* Records provided
• • • • •

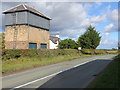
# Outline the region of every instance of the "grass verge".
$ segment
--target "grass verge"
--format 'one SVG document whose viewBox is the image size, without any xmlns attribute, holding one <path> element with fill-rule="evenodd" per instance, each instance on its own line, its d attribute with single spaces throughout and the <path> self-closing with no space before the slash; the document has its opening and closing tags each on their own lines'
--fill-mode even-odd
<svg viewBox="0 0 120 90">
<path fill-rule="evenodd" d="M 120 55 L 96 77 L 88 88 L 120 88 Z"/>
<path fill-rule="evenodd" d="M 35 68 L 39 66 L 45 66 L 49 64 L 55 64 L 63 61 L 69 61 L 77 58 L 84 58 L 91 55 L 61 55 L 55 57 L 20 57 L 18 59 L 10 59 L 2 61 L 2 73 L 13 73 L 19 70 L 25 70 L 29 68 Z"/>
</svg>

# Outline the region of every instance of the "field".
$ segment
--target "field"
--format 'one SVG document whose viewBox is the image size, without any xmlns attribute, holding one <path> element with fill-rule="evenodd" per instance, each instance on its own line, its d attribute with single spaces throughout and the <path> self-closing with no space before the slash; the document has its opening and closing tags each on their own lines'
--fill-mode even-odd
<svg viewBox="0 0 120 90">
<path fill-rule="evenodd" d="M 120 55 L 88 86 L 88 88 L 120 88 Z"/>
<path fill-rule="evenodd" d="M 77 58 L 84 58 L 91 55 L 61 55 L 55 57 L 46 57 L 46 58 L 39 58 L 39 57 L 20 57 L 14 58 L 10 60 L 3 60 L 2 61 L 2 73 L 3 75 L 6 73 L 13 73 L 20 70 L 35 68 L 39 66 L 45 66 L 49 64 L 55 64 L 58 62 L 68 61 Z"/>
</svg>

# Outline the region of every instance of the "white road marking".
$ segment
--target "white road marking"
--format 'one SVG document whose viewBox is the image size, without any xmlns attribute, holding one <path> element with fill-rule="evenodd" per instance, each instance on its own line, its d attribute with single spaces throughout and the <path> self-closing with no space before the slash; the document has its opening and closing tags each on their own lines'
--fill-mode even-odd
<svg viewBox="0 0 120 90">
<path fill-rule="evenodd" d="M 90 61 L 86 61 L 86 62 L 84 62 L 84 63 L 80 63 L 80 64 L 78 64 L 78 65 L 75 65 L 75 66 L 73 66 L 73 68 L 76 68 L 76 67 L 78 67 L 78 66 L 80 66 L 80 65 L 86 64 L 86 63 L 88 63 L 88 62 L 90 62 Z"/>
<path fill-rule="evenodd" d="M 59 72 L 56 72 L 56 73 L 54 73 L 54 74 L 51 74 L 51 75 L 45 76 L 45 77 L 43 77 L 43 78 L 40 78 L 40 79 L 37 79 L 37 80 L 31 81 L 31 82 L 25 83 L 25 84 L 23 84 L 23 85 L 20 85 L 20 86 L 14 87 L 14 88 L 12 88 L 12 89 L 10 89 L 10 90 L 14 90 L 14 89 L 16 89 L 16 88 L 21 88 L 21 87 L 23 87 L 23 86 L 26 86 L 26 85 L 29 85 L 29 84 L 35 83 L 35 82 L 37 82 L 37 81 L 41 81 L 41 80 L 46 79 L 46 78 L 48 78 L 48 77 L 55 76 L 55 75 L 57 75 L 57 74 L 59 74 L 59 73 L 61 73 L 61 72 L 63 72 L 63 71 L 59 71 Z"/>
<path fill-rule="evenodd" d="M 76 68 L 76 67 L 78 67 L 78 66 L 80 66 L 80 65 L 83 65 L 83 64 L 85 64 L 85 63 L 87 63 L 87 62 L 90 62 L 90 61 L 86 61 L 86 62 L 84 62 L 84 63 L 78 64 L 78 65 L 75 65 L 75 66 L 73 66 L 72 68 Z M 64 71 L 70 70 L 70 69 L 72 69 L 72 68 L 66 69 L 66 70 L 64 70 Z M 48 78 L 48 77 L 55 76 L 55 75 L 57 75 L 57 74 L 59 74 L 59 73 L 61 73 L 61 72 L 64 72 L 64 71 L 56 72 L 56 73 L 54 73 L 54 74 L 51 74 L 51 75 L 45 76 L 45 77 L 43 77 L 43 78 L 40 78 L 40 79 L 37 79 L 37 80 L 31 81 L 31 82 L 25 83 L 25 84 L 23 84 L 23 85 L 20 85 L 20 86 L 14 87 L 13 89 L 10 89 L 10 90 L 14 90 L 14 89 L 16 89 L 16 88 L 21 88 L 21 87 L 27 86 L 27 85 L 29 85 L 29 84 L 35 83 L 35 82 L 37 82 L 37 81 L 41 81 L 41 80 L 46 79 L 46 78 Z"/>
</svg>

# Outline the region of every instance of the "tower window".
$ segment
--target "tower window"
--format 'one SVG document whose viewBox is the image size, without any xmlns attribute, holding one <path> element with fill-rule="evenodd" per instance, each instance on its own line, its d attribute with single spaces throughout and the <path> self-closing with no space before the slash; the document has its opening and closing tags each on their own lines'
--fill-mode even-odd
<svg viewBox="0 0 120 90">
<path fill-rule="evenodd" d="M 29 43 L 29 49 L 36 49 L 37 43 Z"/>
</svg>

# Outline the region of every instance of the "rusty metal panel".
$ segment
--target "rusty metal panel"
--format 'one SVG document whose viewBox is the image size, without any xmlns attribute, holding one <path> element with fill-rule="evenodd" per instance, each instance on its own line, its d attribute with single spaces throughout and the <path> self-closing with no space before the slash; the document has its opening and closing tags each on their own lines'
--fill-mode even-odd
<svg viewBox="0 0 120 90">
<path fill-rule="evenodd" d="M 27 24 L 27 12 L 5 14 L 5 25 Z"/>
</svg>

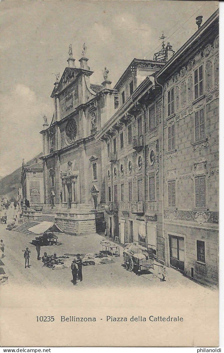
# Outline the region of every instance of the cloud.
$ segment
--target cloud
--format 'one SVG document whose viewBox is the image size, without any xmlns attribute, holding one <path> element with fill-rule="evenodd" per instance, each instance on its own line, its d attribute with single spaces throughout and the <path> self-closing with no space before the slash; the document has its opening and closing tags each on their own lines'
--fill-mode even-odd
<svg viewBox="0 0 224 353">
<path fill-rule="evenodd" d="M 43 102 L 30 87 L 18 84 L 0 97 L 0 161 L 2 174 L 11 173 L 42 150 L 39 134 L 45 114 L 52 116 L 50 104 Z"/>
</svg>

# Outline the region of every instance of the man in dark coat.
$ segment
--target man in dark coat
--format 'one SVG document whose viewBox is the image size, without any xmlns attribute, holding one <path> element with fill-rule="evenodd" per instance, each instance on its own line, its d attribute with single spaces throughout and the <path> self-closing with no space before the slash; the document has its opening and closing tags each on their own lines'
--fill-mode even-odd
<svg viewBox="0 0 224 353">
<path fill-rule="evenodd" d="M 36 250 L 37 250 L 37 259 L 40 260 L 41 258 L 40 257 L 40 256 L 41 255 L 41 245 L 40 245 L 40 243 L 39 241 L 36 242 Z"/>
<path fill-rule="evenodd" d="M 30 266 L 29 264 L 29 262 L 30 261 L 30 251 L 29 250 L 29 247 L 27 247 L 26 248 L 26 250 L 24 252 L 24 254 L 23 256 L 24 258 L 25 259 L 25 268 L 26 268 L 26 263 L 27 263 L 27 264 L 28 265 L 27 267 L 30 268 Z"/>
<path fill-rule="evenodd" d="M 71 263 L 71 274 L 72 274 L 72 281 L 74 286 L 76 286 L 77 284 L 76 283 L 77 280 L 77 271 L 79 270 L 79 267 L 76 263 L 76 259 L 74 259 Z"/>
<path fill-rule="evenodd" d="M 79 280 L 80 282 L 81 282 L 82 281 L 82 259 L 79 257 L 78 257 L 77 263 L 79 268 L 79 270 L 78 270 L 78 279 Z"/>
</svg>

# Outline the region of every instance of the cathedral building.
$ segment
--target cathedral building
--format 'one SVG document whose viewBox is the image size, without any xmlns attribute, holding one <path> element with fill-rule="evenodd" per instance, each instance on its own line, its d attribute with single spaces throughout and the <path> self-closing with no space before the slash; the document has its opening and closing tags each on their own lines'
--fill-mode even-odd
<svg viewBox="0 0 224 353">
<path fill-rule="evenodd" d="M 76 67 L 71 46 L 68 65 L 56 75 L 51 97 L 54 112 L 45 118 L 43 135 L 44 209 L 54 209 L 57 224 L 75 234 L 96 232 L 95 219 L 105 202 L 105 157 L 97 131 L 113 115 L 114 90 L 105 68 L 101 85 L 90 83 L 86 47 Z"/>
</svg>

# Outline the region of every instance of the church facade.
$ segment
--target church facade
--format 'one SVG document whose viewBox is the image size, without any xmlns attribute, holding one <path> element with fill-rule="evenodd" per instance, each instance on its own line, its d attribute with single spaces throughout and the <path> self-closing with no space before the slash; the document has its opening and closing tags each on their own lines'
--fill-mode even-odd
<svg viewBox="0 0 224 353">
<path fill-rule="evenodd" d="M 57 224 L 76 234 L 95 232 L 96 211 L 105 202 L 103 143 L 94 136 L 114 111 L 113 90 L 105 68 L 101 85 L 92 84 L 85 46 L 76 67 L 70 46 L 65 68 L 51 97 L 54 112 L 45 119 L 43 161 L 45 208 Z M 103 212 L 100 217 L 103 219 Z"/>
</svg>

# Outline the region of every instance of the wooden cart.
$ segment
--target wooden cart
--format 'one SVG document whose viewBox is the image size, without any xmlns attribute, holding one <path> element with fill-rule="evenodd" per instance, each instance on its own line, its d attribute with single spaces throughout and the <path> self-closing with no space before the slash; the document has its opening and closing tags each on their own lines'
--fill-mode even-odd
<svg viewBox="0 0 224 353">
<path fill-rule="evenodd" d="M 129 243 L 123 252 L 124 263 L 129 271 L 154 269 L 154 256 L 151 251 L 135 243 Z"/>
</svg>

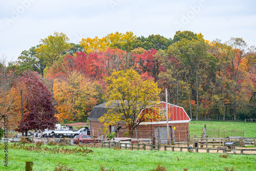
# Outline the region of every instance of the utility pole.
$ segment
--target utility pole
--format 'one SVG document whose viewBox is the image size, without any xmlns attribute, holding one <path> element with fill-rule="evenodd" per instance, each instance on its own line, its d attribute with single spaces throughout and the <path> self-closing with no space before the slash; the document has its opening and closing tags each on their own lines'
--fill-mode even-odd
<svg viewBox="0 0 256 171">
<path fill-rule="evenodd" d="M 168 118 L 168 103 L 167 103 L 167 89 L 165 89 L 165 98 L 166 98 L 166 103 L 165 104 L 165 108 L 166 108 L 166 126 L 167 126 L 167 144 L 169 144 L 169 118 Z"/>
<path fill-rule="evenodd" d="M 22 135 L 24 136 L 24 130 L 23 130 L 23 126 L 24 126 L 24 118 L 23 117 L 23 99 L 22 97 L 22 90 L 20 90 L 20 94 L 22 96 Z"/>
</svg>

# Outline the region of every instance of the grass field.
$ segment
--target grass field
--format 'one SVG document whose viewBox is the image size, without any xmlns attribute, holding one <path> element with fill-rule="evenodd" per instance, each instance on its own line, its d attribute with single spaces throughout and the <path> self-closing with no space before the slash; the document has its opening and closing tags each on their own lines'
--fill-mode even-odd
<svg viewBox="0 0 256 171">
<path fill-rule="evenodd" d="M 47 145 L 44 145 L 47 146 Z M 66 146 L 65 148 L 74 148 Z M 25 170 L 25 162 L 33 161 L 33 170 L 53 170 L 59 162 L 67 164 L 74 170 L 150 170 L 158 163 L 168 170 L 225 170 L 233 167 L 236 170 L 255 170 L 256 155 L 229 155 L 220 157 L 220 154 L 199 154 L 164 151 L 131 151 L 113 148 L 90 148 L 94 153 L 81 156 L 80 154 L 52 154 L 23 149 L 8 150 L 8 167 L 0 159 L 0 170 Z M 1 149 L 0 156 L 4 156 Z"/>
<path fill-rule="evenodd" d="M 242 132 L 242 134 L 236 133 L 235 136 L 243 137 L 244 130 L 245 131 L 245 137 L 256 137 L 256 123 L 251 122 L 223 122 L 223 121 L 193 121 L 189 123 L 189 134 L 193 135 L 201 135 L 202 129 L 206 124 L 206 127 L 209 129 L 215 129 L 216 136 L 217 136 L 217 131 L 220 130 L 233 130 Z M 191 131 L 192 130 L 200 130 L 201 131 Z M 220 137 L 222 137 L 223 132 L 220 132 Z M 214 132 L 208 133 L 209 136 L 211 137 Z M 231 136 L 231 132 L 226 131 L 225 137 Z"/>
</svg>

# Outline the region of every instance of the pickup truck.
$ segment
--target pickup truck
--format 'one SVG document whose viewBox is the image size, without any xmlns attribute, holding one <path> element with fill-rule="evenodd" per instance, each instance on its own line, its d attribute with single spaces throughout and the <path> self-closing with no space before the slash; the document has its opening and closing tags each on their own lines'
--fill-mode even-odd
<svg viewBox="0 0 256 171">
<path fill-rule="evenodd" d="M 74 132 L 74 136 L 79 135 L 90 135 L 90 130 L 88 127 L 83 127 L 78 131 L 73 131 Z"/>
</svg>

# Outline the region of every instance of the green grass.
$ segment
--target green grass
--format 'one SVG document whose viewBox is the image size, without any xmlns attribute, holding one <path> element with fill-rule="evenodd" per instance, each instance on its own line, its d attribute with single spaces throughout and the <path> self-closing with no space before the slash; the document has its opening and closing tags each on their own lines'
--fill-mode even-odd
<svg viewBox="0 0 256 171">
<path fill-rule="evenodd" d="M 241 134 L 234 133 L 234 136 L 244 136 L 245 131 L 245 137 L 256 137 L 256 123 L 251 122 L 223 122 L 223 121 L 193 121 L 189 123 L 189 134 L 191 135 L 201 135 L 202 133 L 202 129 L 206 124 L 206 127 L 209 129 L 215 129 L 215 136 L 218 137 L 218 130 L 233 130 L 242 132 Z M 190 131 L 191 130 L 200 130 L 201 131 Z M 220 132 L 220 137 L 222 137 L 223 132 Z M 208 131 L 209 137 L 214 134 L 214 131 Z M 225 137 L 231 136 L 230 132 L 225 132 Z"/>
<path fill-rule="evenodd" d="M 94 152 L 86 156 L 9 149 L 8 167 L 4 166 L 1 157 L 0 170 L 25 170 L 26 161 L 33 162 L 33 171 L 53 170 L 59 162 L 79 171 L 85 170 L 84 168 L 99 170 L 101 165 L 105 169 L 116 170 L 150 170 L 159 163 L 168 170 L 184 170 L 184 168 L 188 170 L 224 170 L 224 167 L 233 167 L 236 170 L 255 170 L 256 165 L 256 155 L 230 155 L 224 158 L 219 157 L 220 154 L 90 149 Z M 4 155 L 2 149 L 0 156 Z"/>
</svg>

• • • • •

* Problem statement
Write out the lines verbatim, beginning with the line that contains "# Outline the region of every instance of the man" and continuing through the line that contains "30 266 L 29".

* Response to the exercise
# Outline the region of every instance of the man in dark coat.
$ segment
--target man in dark coat
--format 'one SVG document whose viewBox is the image size, without any xmlns attribute, holding one <path> element with fill-rule="evenodd" per instance, each instance on its own line, its d attribute with single spaces throughout and the <path> self-closing with no space before the slash; the document has its opening and closing tags each on their own lines'
--fill-mode even-odd
<svg viewBox="0 0 224 353">
<path fill-rule="evenodd" d="M 36 250 L 37 250 L 37 259 L 40 260 L 41 258 L 40 257 L 40 256 L 41 255 L 41 245 L 40 245 L 40 243 L 39 241 L 36 242 Z"/>
<path fill-rule="evenodd" d="M 30 266 L 29 264 L 29 262 L 30 261 L 30 251 L 29 250 L 29 247 L 27 247 L 26 248 L 26 250 L 24 252 L 24 254 L 23 256 L 24 258 L 25 259 L 25 268 L 26 268 L 26 263 L 27 263 L 27 264 L 28 265 L 27 267 L 30 268 Z"/>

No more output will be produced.